» TEXTE RETENU
★ ★ ★ ★ ★
DECISION N° 081/13/ARMP/CRD DU 10 AVRIL 2013

DECISION N° 081/13/ARMP/CRD DU 10 AVRIL 2013 DU COMITE DE REGLEMENT DES DIFFERENDS STATUANT EN COMMISSION LITIGES SUR LE RECOURS DE LA SOCIETE TRIPLE A  CONTESTANT LA DECISION DE REJET DE SON OFFRE CONCERNANT LE LOT 3 DU MARCHE RELATIF A L’EXPLOITATION DES RESTAURANTS CENTRAL, ASD, ESP DAKAR, ENSETP, BLOC ISFAR,-ENSA-CMRT-UFR SANTE, ZIGUINCHOR ET EPT DE THIES, LANCE PAR LE CENTRE DES ŒUVRES UNIVERSITAIRES DE DAKAR (COUD).

LE COMITE DE REGLEMENT DES DIFFERENDS STATUANT EN COMMISSION LITIGES,

Vu le Code des Obligations de l’Administration modifié par la loi n° 2006-16 du 30 juin 2006 ;

Vu le décret n° 2011-1048 du 27 juillet 2011 portant Code des Marchés publics ;

Vu le décret n° 2007-546 du 25 avril 2007 portant organisation et fonctionnement de l'Autorité de Régulation des Marchés publics (ARMP) notamment en ses articles 20 et 21;

Vu la décision n° 0005/ARMP/CRMP portant règlement intérieur du Conseil de  Régulation des Marchés publics ;

Vu le recours de la société TRIPLE A en date du 14 mars 2013, enregistré le même jour au Secrétariat du Comité de Règlement des Différends (CRD) sous le numéro 099/13 ;

Monsieur René Pascal DIOUF, entendu en son rapport ;

En présence de Monsieur Abdoulaye SYLLA, Président, de MM. Mademba GUEYE et Babacar DIOP, membres du Comité de Règlement des Différends (CRD) ;

De MM. Saër NIANG, Directeur général de l’ARMP, secrétaire rapporteur du CRD, Mesdames Takia Nafissatou FAL CARVALHO, Conseillère chargée de la Coordination et du Suivi, Khadijetou LY, chargée d’enquête à la Cellule d’Enquête et d’Inspection et Messieurs Ousseynou CISSE, Ingénieur, chargé d’Enquête, Cheikh Saad Bou SAMBE, Directeur de la Réglementation et des Affaires juridiques et Ely Manel FALL, Chef de la Division Réglementation à la Direction de la Réglementation et des Affaires juridiques, observateurs .

Après en avoir délibéré conformément à la loi,

Adopte la présente délibération fondée sur la régularité du recours ;

Par lettre en date du 14 mars 2013, enregistrée le même jour au Secrétariat du Comité de Règlement des Différends (CRD) sous le numéro 099/13, la société TRIPLE A a saisi le CRD pour contester le rejet de son offre concernant le lot 3 de l’appel d’offres relatif à l’exploitation des restaurants Central, ASD, ESP Dakar, ENSETP, Bloc ISFAR,-ENSA-CMRT-UFR Santé, Ziguinchor et EPT de Thiès, lancé par le Centre des Œuvres Universitaires de Dakar (COUD).
★ ★ ★ ★ ★
» ENTRÉES FOURNIES
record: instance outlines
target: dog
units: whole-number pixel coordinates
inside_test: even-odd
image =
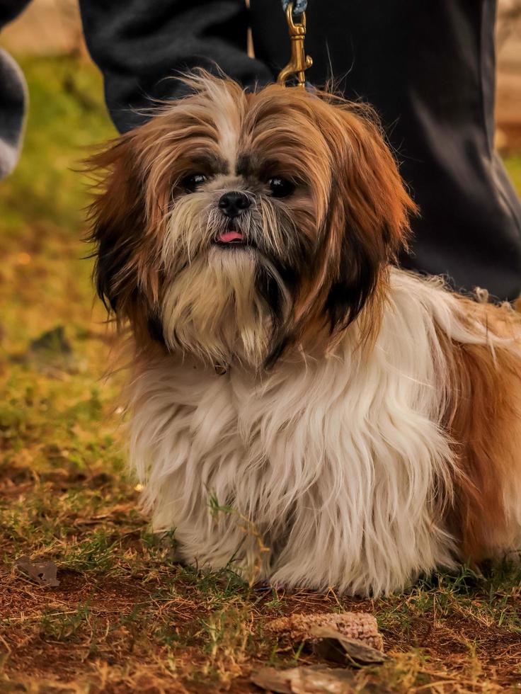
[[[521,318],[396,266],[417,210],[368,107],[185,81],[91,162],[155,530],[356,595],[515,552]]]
★ ★ ★ ★ ★
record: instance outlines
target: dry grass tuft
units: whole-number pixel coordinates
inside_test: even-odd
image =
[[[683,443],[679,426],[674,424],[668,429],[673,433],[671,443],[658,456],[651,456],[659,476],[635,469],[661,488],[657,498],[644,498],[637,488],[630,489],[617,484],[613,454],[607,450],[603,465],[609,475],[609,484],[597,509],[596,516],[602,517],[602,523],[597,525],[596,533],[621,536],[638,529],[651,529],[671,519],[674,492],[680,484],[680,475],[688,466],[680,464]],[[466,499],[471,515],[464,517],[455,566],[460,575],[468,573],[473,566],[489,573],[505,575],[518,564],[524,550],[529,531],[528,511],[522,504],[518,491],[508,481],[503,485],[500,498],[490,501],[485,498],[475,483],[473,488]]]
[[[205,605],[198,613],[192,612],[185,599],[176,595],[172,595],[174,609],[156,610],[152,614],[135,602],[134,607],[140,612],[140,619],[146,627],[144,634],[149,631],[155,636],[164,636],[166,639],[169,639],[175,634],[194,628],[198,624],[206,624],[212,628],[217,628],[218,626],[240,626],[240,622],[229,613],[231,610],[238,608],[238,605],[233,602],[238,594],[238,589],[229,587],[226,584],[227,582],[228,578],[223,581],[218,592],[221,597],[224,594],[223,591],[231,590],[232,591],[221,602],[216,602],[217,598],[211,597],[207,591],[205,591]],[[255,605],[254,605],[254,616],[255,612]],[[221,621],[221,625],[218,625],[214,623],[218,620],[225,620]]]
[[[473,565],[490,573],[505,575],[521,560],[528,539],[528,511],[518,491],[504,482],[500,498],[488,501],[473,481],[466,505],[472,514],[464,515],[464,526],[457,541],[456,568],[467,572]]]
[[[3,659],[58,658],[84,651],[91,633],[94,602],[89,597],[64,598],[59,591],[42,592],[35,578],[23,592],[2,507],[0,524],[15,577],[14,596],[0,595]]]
★ ★ ★ ★ ★
» TRAVAIL DEMANDÉ
[1] Répondez aux questions suivantes d'après la décision du CRD :
(a) À quelle date la société TRIPLE A a-t-elle formé son recours ?
(b) Qui présidait le Comité de Règlement des Différends ?
(c) Quel lot de l'appel d'offres la contestation concerne-t-elle ?
[2] Énumérez l'ensemble des textes juridiques (loi, décrets, décision) visés par la décision du CRD.
[3] Rédigez la suite de la décision du CRD, en reprenant après son dernier paragraphe.
Les entrées forment un matériau distinct, sans rapport avec la décision du CRD.

» RÉPONSES PAR TÂCHE
[1]
(a) Le 14 mars 2013.
(b) Monsieur Abdoulaye SYLLA.
(c) Le lot 3.

[2]
- Le Code des Obligations de l'Administration modifié par la loi n° 2006-16 du 30 juin 2006
- Le décret n° 2011-1048 du 27 juillet 2011 portant Code des Marchés publics
- Le décret n° 2007-546 du 25 avril 2007 portant organisation et fonctionnement de l'Autorité de Régulation des Marchés publics (ARMP)
- La décision n° 0005/ARMP/CRMP portant règlement intérieur du Conseil de Régulation des Marchés publics

[3]
LES FAITS

Le 29 août 2012, le COUD a fait publier, dans le journal quotidien « Le Soleil », un avis d’appel d’offres en sept (7) lots relatif à  l’exploitation des restaurants Central, ASD, ESP Dakar, ENSETP, Bloc ISFAR,-ENSA-CMRT-UFR Santé, Ziguinchor et EPT de Thiès.

A l’ouverture des plis du 10 décembre 2012, pour le lot 3 ESP Dakar, les offres suivantes ont été enregistrées :

-       TRIPLE A : 1780 FCFA,

-       GIE TEKENDO : 2140 FCFA,

-       DMP : 1780 CFA,

-       THIAM AMT Sarl : 1800 FCFA,

-       BTN : 2160 FCFA.

Après évaluation des offres, le COUD a fait publier dans le même journal quotidien, le 11 mars  2013, l’attribution provisoire du lot 3 du  marché à DMP, pour le montant de 1595 FCFA TTC.

Au vu de cet avis, TRIPLE A a introduit un recours contentieux devant le CRD par lettre en date du 14 mars 2013, reçue le même jour, pour contester le rejet de son offre.

Par décision n° 063/13/ARMP/CRD du 15 mars 2013, le CRD a ordonné la suspension de la procédure de passation du lot 1 du marché litigieux.

Par lettre en date du 03 avril 2013, l’autorité contractante a fait parvenir au CRD les documents relatifs à l’instruction du recours.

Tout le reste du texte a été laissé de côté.